__ACTIVITY LIST__.
(a) From the text on preserving the collections, list each kind of harm the collections suffered while they were forgotten.
(b) Write the next part of the text on preserving the Institute's collections, starting after its final sentence.

Activities of Preservation


The extensive and heterogeneous collections that were formed during the 19th century and conserved by the Institute, today represent a unique and precious patrimony in the field of the history of science which, as such, requires the prerogative of guaranteed protection over time, as well as an appropriate enhancement of the objects constituting it.

The general climate of disinterest in regard to scientific museology that was dominant for a good part of the second half of the 20th century had a negative influence also on the collections of the Fondazone Scienza e Tecnica. Having remained forgotten for several decades, these had suffered mechanical damage and considerable deterioration due to dust and to parasitic infestations. Despite these difficulties, this naturalistic patrimony managed to “survive” this dark period almost in its entirety and, starting in the 1980s with the new and growing interest for museum realities, a long and patient work of restoration was begun, aimed at reorganising all the collections present, conserving them over time, and enhancing them. In particular, the activity, which is still under way, is aimed at reorganising the individual collections, involving the samples in conservative restoration, revising and subsequently computerising the cataloguing, and lastly caring for and handling the material gradually re-evaluated over time.

__EXERCISE DATA__.
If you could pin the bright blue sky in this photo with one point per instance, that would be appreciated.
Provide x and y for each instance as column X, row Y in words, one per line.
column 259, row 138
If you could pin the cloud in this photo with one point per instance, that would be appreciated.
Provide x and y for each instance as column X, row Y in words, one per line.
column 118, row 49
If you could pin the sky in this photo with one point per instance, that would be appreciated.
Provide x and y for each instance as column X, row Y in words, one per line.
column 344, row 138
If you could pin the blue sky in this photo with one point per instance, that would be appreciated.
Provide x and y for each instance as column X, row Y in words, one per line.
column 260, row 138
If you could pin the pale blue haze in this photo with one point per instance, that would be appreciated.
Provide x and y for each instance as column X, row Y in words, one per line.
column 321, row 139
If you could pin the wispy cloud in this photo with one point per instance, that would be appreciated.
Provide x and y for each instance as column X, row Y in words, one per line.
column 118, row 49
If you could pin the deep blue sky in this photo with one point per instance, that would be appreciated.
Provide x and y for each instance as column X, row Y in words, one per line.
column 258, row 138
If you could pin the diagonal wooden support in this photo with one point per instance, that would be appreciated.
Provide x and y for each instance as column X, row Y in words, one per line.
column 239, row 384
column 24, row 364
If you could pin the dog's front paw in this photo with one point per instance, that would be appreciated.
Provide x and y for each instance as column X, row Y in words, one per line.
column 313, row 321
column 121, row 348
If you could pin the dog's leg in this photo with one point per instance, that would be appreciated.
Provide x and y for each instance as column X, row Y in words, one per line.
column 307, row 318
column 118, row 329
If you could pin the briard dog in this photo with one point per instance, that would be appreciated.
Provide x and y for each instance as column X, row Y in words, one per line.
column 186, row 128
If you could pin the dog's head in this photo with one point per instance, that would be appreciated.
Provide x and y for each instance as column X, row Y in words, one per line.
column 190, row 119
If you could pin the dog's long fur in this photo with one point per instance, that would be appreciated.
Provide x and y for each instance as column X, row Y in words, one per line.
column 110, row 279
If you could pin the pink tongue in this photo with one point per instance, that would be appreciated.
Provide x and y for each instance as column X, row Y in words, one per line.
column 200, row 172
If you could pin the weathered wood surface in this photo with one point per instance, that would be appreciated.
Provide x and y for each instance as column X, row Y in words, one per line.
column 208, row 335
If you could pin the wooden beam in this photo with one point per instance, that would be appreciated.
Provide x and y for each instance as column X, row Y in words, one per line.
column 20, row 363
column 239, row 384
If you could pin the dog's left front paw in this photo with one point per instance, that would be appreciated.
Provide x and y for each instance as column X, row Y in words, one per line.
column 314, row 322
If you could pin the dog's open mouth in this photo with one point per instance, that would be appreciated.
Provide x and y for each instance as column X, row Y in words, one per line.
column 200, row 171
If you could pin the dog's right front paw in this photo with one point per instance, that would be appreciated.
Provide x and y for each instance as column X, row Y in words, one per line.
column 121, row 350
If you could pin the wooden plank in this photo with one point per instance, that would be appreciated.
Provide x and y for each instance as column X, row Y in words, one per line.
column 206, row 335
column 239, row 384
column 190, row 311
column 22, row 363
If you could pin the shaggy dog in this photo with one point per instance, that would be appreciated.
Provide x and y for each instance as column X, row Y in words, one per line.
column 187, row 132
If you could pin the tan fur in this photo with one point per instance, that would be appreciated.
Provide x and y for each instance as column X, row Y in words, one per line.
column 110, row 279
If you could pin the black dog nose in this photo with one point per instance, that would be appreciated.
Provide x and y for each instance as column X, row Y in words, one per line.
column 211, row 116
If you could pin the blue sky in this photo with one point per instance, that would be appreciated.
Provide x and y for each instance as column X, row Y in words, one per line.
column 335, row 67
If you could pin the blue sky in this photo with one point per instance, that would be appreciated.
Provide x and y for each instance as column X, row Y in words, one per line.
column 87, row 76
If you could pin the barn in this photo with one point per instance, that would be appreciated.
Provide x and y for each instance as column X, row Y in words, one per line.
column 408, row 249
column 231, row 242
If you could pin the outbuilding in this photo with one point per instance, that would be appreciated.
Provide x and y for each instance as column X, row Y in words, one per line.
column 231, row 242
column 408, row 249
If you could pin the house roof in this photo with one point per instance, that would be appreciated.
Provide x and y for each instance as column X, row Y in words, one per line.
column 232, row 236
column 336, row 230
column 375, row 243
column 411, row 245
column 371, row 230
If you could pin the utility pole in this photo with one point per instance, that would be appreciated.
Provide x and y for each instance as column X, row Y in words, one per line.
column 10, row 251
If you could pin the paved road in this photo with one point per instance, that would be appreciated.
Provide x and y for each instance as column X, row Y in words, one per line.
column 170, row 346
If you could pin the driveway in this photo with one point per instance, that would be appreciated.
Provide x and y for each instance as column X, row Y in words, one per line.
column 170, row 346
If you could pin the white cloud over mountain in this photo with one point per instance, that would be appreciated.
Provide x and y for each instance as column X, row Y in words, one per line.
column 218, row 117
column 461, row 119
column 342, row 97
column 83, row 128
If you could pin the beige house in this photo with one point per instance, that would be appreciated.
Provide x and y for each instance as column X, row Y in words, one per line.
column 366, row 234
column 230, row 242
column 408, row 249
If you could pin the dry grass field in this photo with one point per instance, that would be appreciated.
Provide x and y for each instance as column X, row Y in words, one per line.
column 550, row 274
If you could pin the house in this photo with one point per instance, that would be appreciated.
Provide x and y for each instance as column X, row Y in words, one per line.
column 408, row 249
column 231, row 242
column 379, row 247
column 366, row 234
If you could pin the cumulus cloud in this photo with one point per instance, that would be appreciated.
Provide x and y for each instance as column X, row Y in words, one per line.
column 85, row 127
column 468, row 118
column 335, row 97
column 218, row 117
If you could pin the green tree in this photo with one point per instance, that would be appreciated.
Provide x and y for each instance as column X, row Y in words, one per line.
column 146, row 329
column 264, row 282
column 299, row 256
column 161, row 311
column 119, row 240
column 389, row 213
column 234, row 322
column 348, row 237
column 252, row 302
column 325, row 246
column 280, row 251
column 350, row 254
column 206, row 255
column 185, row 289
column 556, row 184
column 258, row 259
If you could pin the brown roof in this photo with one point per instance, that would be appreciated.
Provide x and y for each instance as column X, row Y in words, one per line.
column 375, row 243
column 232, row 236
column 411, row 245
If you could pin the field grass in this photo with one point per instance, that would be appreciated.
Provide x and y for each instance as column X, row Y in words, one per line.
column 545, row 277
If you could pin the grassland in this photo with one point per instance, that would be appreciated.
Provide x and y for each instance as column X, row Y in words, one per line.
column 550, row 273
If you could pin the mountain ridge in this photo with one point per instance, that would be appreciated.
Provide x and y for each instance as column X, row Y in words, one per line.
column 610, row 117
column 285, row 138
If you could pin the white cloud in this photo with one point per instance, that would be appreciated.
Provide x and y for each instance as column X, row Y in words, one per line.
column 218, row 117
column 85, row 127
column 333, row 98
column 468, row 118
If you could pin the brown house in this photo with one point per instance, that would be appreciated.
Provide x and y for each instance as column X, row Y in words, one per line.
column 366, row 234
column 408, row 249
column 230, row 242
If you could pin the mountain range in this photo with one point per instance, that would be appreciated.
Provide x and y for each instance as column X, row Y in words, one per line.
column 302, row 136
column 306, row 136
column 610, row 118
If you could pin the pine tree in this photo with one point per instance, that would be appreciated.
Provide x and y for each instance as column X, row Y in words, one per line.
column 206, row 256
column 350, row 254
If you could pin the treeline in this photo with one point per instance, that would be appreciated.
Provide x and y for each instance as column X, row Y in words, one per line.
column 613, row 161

__EXERCISE ANSWERS__.
(a)
Mechanical damage
Deterioration due to dust
Parasitic infestations

(b)
Among the various naturalistic findings, with the exception of the copious lithological and mineralogical collections, which were among the first to be reorganised and restored, thanks to a collaboration with the University of Florence, priority has been given to items with an animal and vegetal origin, since these can deteriorate more easily and are in need of periodic monitoring. Thus, for example, among the collections already rescued are those of the exemplars involving taxidermy, the zoological series conserved in liquid, the osteological nucleus and the palaeontological nucleus, the numerous herbals, the xylological findings, the collection of carpoids, and a small part of the androcyte collection.

A precise intervention methodology was used for each typology of material, and this was always appropriately preceded – as far as the findings conserved in dry form were concerned – by a phase involving the removal of infesting agents with the use of repeated cycles  of cryodisinfestation.

The restored material has been placed in adequately treated locations that are characterised by appropriate microclimatic conditions, in order to guarantee them the most correct conservation possible in line with the opportunities that the structure is capable of offering.